_Extracted text_:
One of the many instances in which the law of torts differs from other law is the purpose with which it is imposed. The law of torts deals with ‘civil wrongs’ – wrongs that are civil and therefore, they are not deterred based on the criminal form of punishments. So, tort law deals with civil wrongs that are usually punished in the form of payment of damages. Damages refer to the money–based compensation that is granted to the aggrieved plaintiff by the respondent so that the former is compensated for the sufferings that s/he/they went through because of the wrongs committed by the latter. Damages can be of three types – nominal, compensatory, and punitive – in nature. If the aggrieved has a right to claim damages, then the respondent has the right to counterclaim them by bringing up good defenses.

The court has to hear both of the sides – the complaint as well as the defenses and then arrive at a proper decision. There are various defenses in the law of torts – volenti non fit injuria, necessity, private defense, an act of god, etc. The current paper will be about the defense of an ‘inevitable accident’.

_Job A_:
Return the part of the passage on tort law between "The court has" and "an ‘inevitable accident’.", inclusive, copied word for word.

_Information provided_:
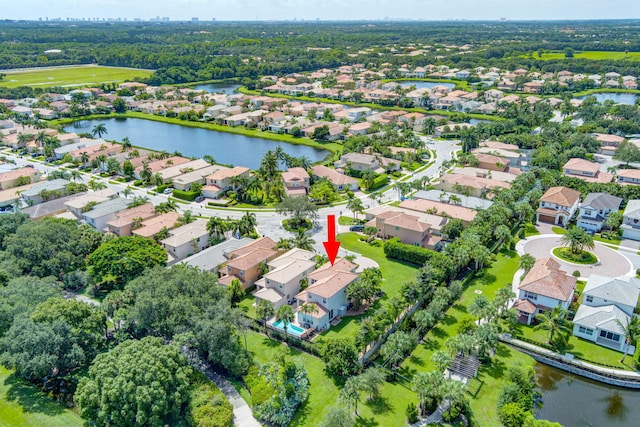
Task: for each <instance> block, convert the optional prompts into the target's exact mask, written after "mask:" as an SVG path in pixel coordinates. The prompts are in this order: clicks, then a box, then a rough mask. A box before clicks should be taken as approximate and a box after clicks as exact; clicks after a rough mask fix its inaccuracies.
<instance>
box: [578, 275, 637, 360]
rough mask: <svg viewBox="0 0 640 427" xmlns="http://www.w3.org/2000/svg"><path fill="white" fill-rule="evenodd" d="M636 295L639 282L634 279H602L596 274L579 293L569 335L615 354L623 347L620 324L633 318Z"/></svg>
mask: <svg viewBox="0 0 640 427" xmlns="http://www.w3.org/2000/svg"><path fill="white" fill-rule="evenodd" d="M638 296H640V280H639V279H636V278H635V277H629V276H622V277H618V278H609V277H603V276H599V275H596V274H592V275H591V276H589V280H588V281H587V284H586V285H585V287H584V291H583V292H582V304H580V307H579V308H578V311H576V314H575V316H574V318H573V335H574V336H576V337H580V338H583V339H586V340H589V341H593V342H595V343H596V344H599V345H602V346H604V347H608V348H611V349H614V350H617V351H622V352H629V353H631V354H633V352H634V351H635V348H627V344H626V342H625V332H624V329H623V325H627V324H628V323H629V321H630V320H631V316H634V310H635V308H636V305H637V303H638Z"/></svg>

_Job B_:
Retype all of the entries above exactly, leaving out the pictures.

_Task result A_:
The court has to hear both of the sides – the complaint as well as the defenses and then arrive at a proper decision. There are various defenses in the law of torts – volenti non fit injuria, necessity, private defense, an act of god, etc. The current paper will be about the defense of an ‘inevitable accident’.

_Task result B_:
Task: for each <instance> block, convert the optional prompts into the target's exact mask, written after "mask:" as an SVG path in pixel coordinates. The prompts are in this order: clicks, then a box, then a rough mask. A box before clicks should be taken as approximate and a box after clicks as exact; clicks after a rough mask fix its inaccuracies.
<instance>
box: [578, 275, 637, 360]
rough mask: <svg viewBox="0 0 640 427" xmlns="http://www.w3.org/2000/svg"><path fill="white" fill-rule="evenodd" d="M636 295L639 282L634 279H602L596 274L579 293L569 335L615 354L623 347L620 324L633 318Z"/></svg>
mask: <svg viewBox="0 0 640 427" xmlns="http://www.w3.org/2000/svg"><path fill="white" fill-rule="evenodd" d="M638 296H640V280H639V279H636V278H635V277H629V276H622V277H618V278H609V277H603V276H599V275H596V274H592V275H591V276H589V280H588V281H587V284H586V285H585V287H584V291H583V292H582V304H580V307H579V308H578V311H576V314H575V316H574V318H573V335H574V336H576V337H580V338H583V339H586V340H589V341H593V342H595V343H596V344H599V345H602V346H604V347H608V348H611V349H614V350H617V351H622V352H629V353H631V354H633V352H634V351H635V348H627V344H626V342H625V332H624V329H623V325H627V324H628V323H629V321H630V320H631V316H634V310H635V308H636V305H637V303H638Z"/></svg>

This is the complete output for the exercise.